(Stored records)
━━━

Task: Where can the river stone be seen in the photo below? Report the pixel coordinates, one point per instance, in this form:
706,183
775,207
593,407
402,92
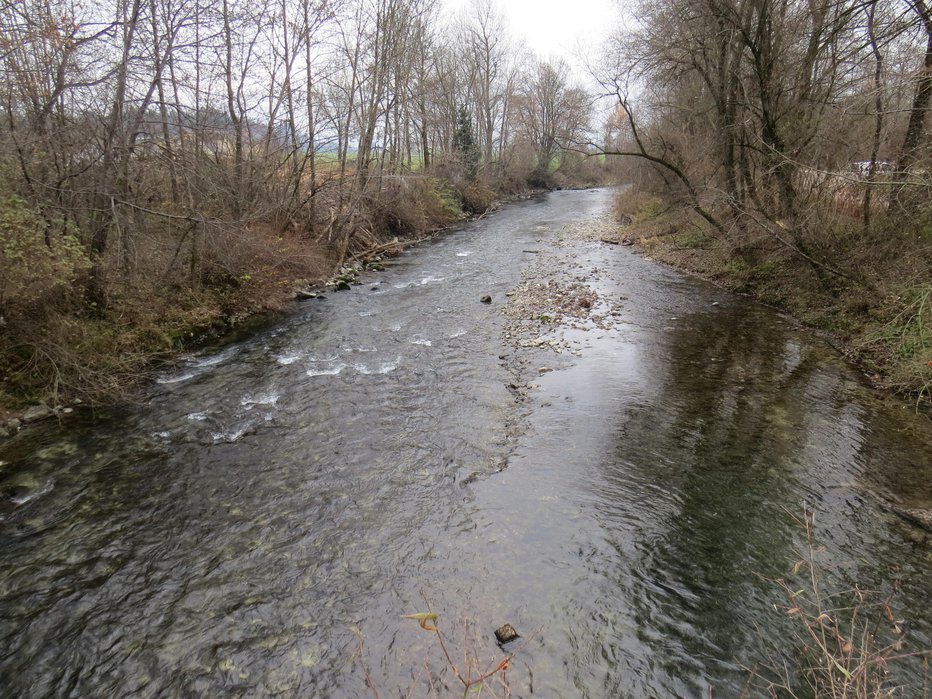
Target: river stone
37,412
506,634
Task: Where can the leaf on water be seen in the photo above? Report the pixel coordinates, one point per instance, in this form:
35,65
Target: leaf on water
423,618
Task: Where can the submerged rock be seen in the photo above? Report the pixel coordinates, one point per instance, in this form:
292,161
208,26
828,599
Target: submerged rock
506,634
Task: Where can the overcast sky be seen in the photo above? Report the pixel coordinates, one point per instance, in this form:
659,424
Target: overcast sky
557,28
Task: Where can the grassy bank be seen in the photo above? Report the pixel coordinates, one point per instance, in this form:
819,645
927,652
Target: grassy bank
869,292
73,331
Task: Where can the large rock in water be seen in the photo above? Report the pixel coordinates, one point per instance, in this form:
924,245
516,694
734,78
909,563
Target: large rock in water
37,412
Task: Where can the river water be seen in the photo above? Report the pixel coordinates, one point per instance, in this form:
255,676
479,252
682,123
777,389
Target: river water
261,523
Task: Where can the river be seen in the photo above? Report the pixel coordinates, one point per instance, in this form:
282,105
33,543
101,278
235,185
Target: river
260,523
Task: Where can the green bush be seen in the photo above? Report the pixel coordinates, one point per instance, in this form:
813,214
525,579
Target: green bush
35,268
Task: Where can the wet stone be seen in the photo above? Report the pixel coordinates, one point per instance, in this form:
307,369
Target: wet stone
37,412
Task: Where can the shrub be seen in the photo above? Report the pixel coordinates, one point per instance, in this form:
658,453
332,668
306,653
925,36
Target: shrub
35,267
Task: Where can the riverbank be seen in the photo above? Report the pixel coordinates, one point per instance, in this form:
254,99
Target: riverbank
881,321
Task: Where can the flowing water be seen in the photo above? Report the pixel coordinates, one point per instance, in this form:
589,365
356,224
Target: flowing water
261,523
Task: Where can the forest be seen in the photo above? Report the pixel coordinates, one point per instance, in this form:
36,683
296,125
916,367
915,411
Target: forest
168,168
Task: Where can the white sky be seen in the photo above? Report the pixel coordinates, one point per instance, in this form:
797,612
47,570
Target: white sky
557,28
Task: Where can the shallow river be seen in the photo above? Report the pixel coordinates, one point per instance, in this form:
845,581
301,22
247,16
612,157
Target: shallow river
261,523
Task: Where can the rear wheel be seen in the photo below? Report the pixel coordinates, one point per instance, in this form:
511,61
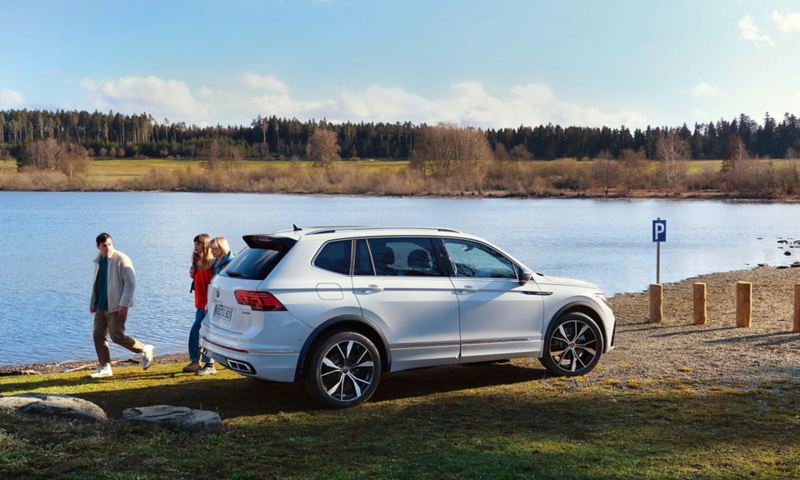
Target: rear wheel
343,370
573,345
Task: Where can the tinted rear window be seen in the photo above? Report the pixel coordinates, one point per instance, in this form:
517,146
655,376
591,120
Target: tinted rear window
405,257
335,257
253,263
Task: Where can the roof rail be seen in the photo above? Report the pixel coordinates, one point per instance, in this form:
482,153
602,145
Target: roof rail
334,228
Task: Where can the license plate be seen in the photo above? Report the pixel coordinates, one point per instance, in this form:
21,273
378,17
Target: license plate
222,312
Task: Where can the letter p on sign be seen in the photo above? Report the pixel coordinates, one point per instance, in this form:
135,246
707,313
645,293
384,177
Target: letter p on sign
659,230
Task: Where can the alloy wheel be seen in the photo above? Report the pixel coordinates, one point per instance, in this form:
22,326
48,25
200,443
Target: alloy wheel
347,371
573,346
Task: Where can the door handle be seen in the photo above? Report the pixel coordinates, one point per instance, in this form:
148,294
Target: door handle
372,289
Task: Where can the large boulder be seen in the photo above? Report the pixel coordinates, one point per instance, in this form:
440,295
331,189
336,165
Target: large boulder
11,404
176,418
54,405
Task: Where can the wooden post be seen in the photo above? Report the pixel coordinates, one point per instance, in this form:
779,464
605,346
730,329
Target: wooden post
744,305
796,328
700,313
656,303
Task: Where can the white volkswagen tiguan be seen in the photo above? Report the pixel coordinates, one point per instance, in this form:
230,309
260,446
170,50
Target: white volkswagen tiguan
337,307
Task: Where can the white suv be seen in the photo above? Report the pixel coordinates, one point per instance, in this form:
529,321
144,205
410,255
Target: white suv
338,306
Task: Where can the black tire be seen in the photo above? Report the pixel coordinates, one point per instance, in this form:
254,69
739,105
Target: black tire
343,370
573,345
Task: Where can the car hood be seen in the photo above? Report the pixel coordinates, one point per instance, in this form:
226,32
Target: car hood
572,282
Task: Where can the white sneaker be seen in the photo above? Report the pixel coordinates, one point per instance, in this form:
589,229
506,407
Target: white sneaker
147,356
102,372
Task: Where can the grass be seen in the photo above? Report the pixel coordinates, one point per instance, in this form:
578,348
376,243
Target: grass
125,168
493,421
566,177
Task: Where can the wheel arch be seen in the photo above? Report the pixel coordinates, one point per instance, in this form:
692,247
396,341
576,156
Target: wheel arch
585,308
350,323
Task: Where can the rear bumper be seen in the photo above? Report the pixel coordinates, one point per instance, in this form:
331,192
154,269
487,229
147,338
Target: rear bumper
276,367
274,364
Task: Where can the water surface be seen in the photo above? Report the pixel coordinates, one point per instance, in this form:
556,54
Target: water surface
45,275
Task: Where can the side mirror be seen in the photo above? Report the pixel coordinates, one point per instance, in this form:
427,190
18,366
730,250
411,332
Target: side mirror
525,276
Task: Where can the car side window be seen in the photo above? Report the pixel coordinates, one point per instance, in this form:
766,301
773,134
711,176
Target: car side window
363,265
472,259
405,257
335,257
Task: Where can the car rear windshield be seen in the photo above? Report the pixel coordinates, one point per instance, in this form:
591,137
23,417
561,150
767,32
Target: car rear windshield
253,263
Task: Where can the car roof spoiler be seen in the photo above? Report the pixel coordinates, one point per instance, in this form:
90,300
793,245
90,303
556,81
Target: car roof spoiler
266,242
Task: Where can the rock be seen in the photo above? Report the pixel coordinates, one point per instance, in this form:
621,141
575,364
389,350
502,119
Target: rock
63,406
176,418
10,404
53,405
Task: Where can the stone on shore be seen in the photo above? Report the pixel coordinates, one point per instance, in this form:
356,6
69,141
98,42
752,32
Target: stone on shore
176,418
53,405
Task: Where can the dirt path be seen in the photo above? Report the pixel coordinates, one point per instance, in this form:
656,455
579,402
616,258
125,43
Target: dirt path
717,352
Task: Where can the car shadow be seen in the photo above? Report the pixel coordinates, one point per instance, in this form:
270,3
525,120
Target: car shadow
250,397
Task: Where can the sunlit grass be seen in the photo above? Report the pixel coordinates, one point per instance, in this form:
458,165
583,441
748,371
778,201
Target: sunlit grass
495,421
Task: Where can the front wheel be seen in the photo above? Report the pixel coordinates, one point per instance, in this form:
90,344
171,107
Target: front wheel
573,345
344,370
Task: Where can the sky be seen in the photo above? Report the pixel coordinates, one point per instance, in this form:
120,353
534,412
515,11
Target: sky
490,64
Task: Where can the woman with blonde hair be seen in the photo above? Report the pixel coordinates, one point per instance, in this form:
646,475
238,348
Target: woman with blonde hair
201,271
222,253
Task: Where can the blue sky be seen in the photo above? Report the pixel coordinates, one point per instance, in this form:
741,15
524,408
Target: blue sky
492,64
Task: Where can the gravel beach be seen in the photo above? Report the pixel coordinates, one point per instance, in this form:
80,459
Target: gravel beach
717,352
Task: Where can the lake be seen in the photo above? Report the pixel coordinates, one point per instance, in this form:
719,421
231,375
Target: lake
46,272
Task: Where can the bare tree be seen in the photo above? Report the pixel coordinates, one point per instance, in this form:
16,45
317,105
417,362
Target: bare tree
221,156
51,155
322,148
735,153
443,149
632,165
521,152
673,151
605,171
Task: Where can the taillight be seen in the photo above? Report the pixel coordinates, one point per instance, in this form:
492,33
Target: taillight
259,301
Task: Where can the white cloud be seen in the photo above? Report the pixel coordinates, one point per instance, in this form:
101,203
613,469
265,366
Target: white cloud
699,115
787,22
468,103
161,98
750,32
264,82
704,90
10,98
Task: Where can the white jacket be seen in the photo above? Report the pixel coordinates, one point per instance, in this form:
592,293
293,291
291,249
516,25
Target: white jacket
121,282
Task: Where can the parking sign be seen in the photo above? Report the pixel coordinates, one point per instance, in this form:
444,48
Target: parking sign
659,230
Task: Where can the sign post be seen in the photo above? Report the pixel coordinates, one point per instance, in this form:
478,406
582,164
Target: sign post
659,235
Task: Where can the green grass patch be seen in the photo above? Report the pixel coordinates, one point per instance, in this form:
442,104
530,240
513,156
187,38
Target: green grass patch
494,421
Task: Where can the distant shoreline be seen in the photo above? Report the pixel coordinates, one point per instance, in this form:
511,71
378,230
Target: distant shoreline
563,178
771,277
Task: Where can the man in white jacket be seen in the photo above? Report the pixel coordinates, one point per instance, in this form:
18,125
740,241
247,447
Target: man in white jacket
112,296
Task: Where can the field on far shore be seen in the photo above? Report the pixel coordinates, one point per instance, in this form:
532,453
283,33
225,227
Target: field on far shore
565,177
673,401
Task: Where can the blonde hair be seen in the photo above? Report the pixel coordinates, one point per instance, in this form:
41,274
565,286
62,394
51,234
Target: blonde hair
205,259
222,243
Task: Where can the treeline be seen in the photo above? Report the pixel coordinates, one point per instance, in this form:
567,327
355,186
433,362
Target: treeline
112,135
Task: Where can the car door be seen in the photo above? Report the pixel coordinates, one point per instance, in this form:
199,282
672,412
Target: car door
401,283
499,317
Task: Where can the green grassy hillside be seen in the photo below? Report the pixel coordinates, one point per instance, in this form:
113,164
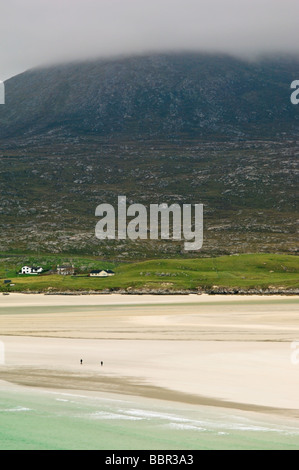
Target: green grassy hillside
250,271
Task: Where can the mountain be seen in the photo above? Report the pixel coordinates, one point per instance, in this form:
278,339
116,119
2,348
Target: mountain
186,128
159,96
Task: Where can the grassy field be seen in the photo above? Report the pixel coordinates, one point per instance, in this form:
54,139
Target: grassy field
249,271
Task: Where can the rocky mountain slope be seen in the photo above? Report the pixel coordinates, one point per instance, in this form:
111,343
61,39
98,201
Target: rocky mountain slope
184,128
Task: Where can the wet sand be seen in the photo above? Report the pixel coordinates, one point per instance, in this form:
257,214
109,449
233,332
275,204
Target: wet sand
221,351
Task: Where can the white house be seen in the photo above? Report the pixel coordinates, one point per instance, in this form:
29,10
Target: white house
101,273
66,270
31,270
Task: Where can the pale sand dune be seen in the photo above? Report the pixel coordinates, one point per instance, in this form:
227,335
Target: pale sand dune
221,351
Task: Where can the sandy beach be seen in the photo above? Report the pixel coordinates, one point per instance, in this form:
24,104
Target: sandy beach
221,351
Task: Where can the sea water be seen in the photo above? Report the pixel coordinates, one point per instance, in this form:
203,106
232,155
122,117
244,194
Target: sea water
32,419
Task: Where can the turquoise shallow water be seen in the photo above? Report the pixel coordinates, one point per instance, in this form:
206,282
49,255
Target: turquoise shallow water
35,419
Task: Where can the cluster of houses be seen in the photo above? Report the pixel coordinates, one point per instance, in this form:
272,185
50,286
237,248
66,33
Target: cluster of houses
66,270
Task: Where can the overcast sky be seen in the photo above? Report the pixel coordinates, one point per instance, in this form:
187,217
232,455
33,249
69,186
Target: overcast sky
37,32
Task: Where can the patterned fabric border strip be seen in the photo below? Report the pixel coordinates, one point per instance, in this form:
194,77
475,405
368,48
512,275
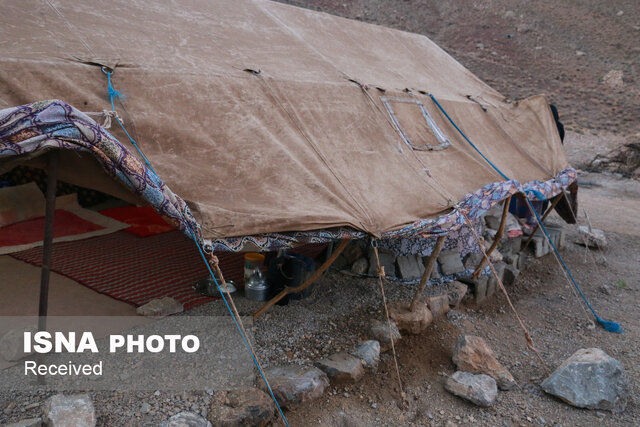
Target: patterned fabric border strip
47,125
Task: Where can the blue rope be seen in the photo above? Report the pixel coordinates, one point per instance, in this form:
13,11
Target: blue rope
465,137
115,94
606,324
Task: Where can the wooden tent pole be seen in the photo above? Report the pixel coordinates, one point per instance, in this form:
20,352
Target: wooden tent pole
47,246
497,238
546,214
316,274
431,262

━━━

▶ **YOUR GOAL**:
Show, from the records above, every line that includes "below".

▶ **EXERCISE RESPONSE**:
Task: Where can the river stone be seen in the photo below? Report the pixel coordinates, one point per instance, in this form:
Task: Where can the rear wheel be seen in the photo below? Report the pixel coordinates, one point per instance, in this form:
Task: Where can the green grassy hillside be seen in the photo below? Report the pixel coordinates, one point per instance, in this form:
Task: Where can the patterned fabric border strip be seen in the photo below? Report the pixel coordinates, one point per instance, in this form:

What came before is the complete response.